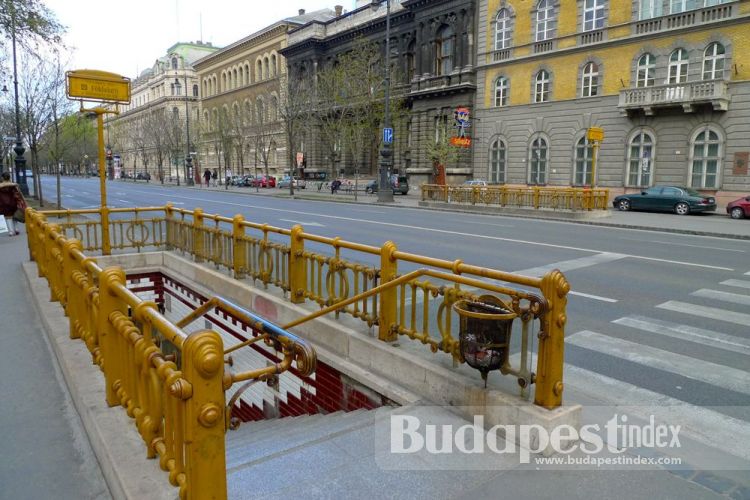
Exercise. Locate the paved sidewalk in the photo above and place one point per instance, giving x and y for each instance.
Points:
(715, 224)
(45, 450)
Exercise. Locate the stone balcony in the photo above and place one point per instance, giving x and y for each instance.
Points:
(687, 95)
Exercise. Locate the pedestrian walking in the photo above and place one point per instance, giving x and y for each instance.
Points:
(11, 200)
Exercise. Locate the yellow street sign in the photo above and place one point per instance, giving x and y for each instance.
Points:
(94, 85)
(595, 134)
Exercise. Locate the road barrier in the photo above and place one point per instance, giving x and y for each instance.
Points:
(523, 197)
(177, 400)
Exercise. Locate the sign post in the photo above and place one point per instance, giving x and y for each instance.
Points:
(104, 87)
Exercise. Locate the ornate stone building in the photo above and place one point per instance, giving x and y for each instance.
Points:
(242, 88)
(666, 80)
(149, 135)
(433, 58)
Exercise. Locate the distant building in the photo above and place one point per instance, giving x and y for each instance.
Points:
(150, 133)
(242, 92)
(668, 81)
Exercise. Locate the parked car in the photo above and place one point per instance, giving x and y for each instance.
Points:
(263, 181)
(475, 183)
(677, 199)
(298, 184)
(739, 209)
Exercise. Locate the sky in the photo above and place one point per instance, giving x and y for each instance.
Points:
(127, 36)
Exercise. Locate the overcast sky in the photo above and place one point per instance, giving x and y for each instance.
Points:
(126, 36)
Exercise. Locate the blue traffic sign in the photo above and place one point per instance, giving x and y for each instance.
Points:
(387, 135)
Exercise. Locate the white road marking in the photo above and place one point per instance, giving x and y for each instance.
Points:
(734, 298)
(593, 297)
(685, 366)
(737, 283)
(686, 332)
(698, 246)
(304, 224)
(706, 426)
(707, 312)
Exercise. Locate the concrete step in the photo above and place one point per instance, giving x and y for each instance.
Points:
(248, 433)
(284, 440)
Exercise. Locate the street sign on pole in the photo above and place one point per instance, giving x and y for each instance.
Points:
(94, 85)
(387, 135)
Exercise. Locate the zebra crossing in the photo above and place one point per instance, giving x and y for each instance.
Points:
(701, 321)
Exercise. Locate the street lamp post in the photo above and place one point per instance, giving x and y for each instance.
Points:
(19, 149)
(188, 159)
(385, 193)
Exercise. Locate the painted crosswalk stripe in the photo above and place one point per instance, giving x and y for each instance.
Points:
(689, 333)
(707, 312)
(734, 298)
(737, 283)
(706, 426)
(692, 368)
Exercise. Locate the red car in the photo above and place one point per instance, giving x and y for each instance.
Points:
(739, 209)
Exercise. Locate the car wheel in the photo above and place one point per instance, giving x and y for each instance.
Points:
(682, 208)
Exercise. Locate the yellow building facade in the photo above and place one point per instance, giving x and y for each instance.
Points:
(668, 81)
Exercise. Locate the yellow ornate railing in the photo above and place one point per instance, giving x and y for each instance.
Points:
(178, 403)
(524, 197)
(349, 278)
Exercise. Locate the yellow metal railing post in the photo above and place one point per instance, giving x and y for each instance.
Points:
(106, 243)
(387, 322)
(549, 377)
(203, 368)
(169, 216)
(297, 274)
(198, 234)
(239, 263)
(109, 304)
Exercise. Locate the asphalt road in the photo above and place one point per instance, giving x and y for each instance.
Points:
(660, 317)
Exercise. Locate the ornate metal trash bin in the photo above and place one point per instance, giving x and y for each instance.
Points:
(484, 333)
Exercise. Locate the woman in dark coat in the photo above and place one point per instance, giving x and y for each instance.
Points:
(11, 200)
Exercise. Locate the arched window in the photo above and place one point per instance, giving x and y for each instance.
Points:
(444, 51)
(538, 155)
(411, 60)
(503, 30)
(645, 71)
(713, 62)
(593, 15)
(706, 153)
(497, 162)
(590, 80)
(501, 92)
(648, 9)
(582, 168)
(545, 20)
(678, 66)
(640, 159)
(542, 86)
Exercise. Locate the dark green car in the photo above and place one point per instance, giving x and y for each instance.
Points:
(680, 200)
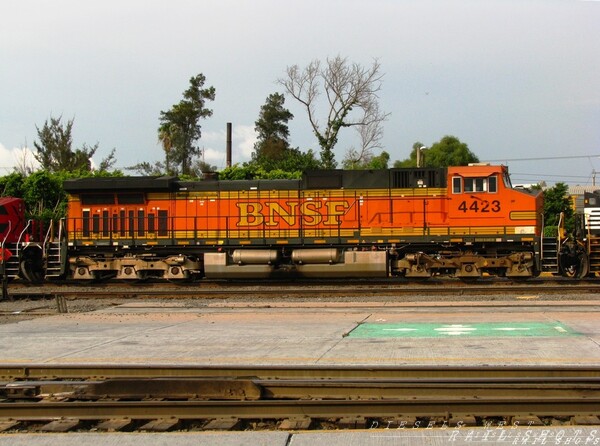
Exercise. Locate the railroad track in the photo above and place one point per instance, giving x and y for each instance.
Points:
(301, 397)
(335, 289)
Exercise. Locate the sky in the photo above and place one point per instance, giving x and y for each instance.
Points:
(518, 81)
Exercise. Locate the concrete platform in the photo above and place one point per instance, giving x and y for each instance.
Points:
(511, 333)
(376, 437)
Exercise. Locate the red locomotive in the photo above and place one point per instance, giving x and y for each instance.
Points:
(419, 222)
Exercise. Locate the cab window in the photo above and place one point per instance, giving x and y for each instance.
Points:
(456, 185)
(475, 184)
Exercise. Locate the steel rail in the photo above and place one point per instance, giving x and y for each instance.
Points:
(128, 371)
(278, 409)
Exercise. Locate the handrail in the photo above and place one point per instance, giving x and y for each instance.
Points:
(558, 232)
(4, 240)
(21, 234)
(47, 237)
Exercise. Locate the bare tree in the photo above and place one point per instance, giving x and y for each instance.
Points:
(351, 92)
(370, 135)
(25, 162)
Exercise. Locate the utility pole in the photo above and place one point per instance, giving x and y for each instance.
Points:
(421, 156)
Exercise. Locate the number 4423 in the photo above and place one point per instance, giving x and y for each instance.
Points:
(480, 206)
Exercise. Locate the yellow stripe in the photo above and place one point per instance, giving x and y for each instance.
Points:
(522, 215)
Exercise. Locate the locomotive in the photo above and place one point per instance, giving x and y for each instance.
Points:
(463, 221)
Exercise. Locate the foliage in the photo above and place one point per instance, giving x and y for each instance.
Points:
(11, 185)
(557, 201)
(273, 132)
(351, 91)
(42, 191)
(376, 162)
(449, 151)
(254, 172)
(179, 129)
(55, 153)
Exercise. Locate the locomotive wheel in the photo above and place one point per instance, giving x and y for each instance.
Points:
(30, 270)
(576, 268)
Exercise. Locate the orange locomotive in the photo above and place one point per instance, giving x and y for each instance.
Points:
(460, 221)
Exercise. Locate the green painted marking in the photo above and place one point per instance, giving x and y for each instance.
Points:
(453, 330)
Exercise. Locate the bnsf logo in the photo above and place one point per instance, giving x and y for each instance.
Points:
(310, 213)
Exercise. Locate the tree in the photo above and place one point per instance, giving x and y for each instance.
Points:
(179, 129)
(54, 151)
(449, 151)
(272, 129)
(351, 93)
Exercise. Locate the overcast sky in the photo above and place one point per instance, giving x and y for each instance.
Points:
(513, 79)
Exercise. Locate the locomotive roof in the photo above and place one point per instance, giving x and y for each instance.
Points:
(315, 179)
(94, 184)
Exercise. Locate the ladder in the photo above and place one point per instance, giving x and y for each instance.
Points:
(55, 251)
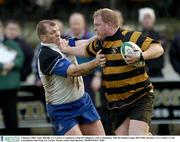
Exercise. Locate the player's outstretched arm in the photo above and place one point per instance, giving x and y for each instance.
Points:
(154, 51)
(82, 69)
(78, 50)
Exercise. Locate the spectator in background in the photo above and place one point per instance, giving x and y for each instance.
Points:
(9, 80)
(13, 32)
(78, 31)
(61, 27)
(147, 20)
(175, 53)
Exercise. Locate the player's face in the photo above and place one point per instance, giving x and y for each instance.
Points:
(100, 27)
(53, 34)
(148, 22)
(12, 31)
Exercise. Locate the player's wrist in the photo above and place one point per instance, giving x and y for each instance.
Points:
(141, 58)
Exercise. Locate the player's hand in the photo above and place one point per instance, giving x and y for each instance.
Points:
(63, 45)
(8, 66)
(132, 59)
(101, 59)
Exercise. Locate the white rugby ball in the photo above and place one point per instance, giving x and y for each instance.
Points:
(130, 48)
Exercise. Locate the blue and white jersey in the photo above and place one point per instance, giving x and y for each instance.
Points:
(52, 67)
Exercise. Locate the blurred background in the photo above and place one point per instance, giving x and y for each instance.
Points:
(21, 90)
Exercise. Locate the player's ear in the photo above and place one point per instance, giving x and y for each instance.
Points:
(43, 38)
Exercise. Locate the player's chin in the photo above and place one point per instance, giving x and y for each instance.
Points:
(99, 37)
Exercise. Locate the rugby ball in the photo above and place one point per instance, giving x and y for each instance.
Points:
(130, 48)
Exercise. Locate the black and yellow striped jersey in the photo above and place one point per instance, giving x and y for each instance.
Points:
(122, 83)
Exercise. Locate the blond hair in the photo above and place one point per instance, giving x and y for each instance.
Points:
(42, 26)
(108, 16)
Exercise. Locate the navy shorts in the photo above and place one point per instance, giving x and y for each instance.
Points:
(65, 116)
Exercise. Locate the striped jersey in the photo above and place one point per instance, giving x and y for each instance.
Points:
(123, 84)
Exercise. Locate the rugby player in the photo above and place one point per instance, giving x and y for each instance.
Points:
(70, 109)
(128, 90)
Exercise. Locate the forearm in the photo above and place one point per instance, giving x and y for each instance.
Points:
(154, 51)
(82, 69)
(79, 49)
(75, 51)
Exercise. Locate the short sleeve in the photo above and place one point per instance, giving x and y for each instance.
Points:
(144, 42)
(61, 67)
(47, 59)
(138, 38)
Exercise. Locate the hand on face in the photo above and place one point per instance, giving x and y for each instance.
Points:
(63, 45)
(101, 59)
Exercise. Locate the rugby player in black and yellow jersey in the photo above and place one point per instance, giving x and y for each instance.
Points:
(128, 90)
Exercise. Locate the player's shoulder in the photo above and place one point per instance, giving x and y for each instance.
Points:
(127, 31)
(46, 53)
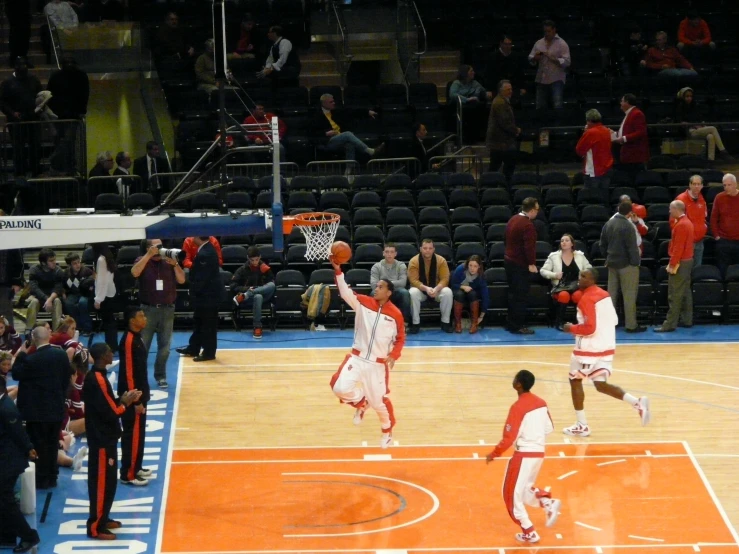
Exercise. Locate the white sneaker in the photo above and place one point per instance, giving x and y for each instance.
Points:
(79, 458)
(577, 430)
(527, 537)
(553, 511)
(642, 407)
(359, 414)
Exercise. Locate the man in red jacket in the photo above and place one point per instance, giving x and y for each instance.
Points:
(725, 224)
(679, 269)
(594, 147)
(697, 211)
(632, 136)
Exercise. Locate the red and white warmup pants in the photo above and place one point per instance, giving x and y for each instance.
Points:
(519, 489)
(357, 379)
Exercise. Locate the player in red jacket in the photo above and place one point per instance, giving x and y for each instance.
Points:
(527, 426)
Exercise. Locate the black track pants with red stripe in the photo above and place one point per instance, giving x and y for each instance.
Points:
(132, 443)
(101, 485)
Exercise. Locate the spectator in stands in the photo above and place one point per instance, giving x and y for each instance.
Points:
(632, 136)
(282, 65)
(78, 285)
(191, 250)
(47, 288)
(505, 64)
(149, 165)
(172, 41)
(18, 102)
(679, 268)
(686, 111)
(520, 263)
(105, 292)
(563, 268)
(428, 274)
(328, 124)
(254, 285)
(11, 280)
(694, 37)
(667, 61)
(43, 379)
(103, 165)
(470, 289)
(622, 260)
(396, 272)
(158, 279)
(697, 211)
(725, 224)
(103, 10)
(552, 55)
(502, 134)
(594, 147)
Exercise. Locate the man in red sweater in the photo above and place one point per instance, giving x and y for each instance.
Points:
(520, 262)
(725, 224)
(679, 295)
(594, 147)
(697, 211)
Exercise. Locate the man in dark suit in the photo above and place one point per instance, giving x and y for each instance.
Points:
(149, 165)
(15, 451)
(43, 379)
(206, 292)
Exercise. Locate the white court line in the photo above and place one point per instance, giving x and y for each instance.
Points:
(711, 492)
(611, 462)
(588, 526)
(168, 464)
(646, 538)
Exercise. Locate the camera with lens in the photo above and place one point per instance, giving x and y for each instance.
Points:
(173, 254)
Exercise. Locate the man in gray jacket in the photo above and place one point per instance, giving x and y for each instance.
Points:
(622, 260)
(392, 270)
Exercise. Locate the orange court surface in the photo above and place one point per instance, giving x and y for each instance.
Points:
(301, 478)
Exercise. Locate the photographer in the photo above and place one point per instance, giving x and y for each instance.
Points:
(158, 279)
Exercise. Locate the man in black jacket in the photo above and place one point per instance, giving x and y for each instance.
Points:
(43, 380)
(134, 376)
(206, 292)
(15, 451)
(254, 284)
(103, 427)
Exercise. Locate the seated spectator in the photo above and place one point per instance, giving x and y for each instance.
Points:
(694, 37)
(78, 285)
(103, 165)
(47, 288)
(686, 111)
(10, 340)
(428, 274)
(667, 61)
(171, 41)
(191, 250)
(329, 125)
(254, 284)
(396, 272)
(471, 290)
(563, 269)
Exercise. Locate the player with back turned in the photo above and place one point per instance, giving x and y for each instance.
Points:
(379, 335)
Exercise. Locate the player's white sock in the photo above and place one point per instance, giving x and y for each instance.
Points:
(631, 399)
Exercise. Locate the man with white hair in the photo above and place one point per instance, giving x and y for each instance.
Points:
(679, 295)
(725, 223)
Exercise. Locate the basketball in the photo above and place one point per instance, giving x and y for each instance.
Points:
(341, 252)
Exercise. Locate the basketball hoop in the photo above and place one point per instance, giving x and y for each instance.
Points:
(319, 230)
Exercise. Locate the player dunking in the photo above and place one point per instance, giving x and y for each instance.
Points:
(592, 357)
(379, 334)
(528, 424)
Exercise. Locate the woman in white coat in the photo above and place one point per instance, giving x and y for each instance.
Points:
(563, 269)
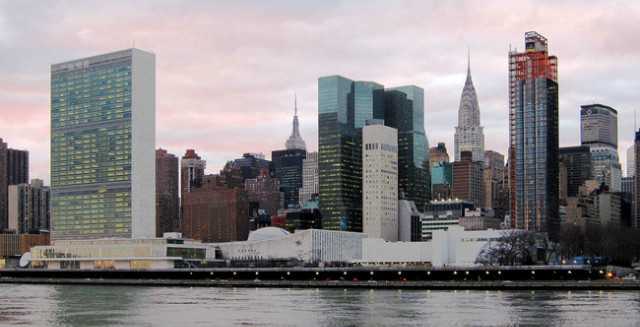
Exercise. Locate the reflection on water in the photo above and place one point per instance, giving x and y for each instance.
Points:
(71, 305)
(79, 305)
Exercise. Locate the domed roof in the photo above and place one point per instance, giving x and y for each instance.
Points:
(267, 233)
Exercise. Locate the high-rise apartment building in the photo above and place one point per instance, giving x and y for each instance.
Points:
(380, 181)
(404, 111)
(577, 160)
(167, 194)
(631, 159)
(469, 135)
(264, 191)
(288, 164)
(437, 154)
(533, 137)
(599, 131)
(343, 108)
(493, 181)
(251, 165)
(309, 188)
(14, 170)
(102, 146)
(217, 210)
(635, 219)
(468, 179)
(29, 207)
(191, 172)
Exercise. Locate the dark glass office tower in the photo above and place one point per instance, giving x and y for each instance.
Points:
(14, 170)
(533, 137)
(599, 131)
(404, 110)
(577, 159)
(343, 108)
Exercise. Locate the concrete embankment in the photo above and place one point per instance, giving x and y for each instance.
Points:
(585, 285)
(441, 278)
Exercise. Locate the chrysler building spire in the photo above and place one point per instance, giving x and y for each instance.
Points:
(295, 141)
(469, 135)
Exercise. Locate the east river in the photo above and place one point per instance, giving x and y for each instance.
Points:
(81, 305)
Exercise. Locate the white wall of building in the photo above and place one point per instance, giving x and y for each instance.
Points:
(377, 250)
(312, 245)
(143, 144)
(380, 182)
(457, 247)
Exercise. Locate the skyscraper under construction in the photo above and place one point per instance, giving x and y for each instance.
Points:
(533, 137)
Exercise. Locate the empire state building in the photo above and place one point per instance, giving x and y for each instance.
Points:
(469, 136)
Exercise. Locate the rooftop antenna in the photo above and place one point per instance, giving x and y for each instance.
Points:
(468, 58)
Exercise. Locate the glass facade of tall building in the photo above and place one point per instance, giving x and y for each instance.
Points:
(103, 146)
(339, 152)
(533, 137)
(344, 106)
(599, 131)
(577, 160)
(404, 110)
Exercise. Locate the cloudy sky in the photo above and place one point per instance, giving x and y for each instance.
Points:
(227, 71)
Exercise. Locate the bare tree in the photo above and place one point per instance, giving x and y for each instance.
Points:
(517, 247)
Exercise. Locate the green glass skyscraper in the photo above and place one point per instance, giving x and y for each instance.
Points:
(103, 146)
(344, 106)
(404, 110)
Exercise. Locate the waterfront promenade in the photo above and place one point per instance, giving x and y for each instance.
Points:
(476, 278)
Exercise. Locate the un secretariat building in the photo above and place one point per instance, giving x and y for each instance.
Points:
(103, 146)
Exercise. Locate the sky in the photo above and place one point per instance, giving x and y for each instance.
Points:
(227, 71)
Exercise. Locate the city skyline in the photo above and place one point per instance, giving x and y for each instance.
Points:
(234, 92)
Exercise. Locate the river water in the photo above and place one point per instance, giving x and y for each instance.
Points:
(79, 305)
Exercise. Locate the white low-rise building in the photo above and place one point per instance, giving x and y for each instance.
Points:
(457, 247)
(308, 246)
(153, 253)
(379, 251)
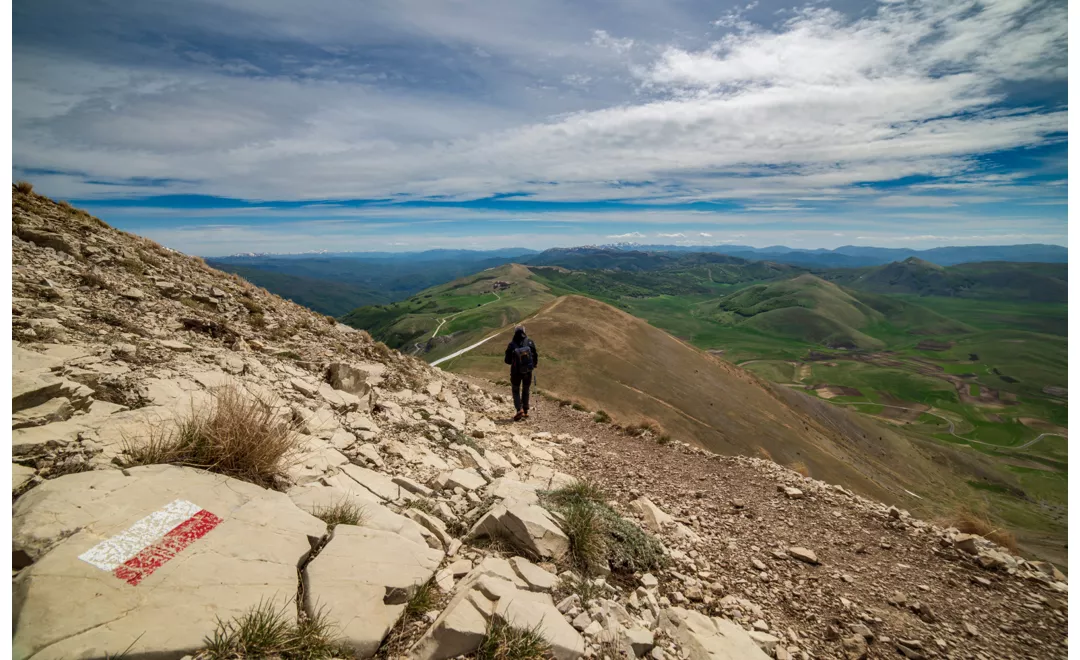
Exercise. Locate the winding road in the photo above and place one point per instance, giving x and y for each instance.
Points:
(443, 321)
(952, 427)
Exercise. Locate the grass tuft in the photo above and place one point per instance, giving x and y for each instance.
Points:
(233, 434)
(340, 513)
(507, 642)
(266, 631)
(597, 533)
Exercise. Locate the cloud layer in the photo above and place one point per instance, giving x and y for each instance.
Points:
(779, 109)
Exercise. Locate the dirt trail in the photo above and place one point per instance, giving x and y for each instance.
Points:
(864, 556)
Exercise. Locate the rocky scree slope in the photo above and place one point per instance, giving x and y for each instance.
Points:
(119, 340)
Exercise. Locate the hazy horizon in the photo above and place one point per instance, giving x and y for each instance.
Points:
(224, 125)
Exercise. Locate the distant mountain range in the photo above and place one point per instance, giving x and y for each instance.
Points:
(335, 283)
(858, 255)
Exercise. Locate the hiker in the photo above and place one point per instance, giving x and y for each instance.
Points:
(522, 357)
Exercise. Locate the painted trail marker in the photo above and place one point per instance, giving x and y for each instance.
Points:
(145, 547)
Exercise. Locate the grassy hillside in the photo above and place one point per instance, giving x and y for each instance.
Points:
(991, 281)
(461, 311)
(324, 296)
(602, 358)
(813, 311)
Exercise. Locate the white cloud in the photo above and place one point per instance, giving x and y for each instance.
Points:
(797, 112)
(602, 39)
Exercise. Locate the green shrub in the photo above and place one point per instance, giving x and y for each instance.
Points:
(505, 642)
(266, 631)
(341, 513)
(234, 434)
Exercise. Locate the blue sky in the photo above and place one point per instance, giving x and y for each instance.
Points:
(217, 126)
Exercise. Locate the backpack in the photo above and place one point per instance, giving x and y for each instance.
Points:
(523, 358)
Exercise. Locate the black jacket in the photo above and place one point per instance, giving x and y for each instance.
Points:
(520, 340)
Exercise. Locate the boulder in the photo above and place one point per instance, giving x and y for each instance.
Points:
(655, 517)
(348, 378)
(315, 498)
(364, 579)
(702, 637)
(110, 537)
(528, 527)
(470, 480)
(54, 409)
(482, 596)
(511, 490)
(376, 482)
(45, 239)
(537, 578)
(804, 555)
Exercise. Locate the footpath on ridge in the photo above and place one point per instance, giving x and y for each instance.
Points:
(456, 530)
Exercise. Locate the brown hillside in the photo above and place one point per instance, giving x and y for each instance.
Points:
(191, 453)
(608, 360)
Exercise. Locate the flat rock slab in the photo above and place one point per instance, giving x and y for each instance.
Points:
(152, 556)
(709, 638)
(364, 578)
(528, 527)
(316, 498)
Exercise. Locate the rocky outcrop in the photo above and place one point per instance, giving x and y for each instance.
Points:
(154, 556)
(118, 338)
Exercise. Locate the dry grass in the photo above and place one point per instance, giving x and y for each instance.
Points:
(234, 434)
(597, 534)
(969, 521)
(133, 266)
(267, 631)
(507, 642)
(340, 513)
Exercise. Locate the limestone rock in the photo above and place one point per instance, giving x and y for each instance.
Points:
(528, 527)
(364, 577)
(655, 517)
(348, 378)
(804, 555)
(702, 637)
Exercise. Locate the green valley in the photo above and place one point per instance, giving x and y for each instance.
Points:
(963, 358)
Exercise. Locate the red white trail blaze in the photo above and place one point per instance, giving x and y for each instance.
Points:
(145, 547)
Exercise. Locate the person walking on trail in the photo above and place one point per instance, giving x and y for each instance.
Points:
(523, 358)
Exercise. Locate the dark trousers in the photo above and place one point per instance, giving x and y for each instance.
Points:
(520, 384)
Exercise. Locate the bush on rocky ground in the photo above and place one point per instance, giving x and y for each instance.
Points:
(597, 534)
(340, 513)
(234, 434)
(268, 631)
(507, 642)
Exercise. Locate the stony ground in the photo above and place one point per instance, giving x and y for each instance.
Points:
(118, 340)
(900, 578)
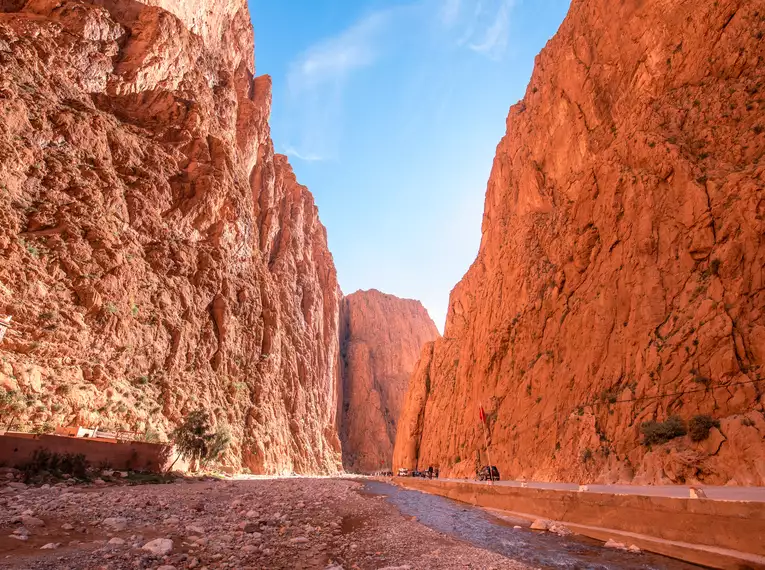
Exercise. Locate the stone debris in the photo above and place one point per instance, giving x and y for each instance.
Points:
(316, 524)
(539, 524)
(159, 546)
(611, 543)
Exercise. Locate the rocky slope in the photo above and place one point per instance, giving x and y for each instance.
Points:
(380, 340)
(157, 255)
(620, 275)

• • • • • • •

Nothing but a number belongs in the answer: the tally of lines in the data holding "concrete".

> _Response for this exercise_: 3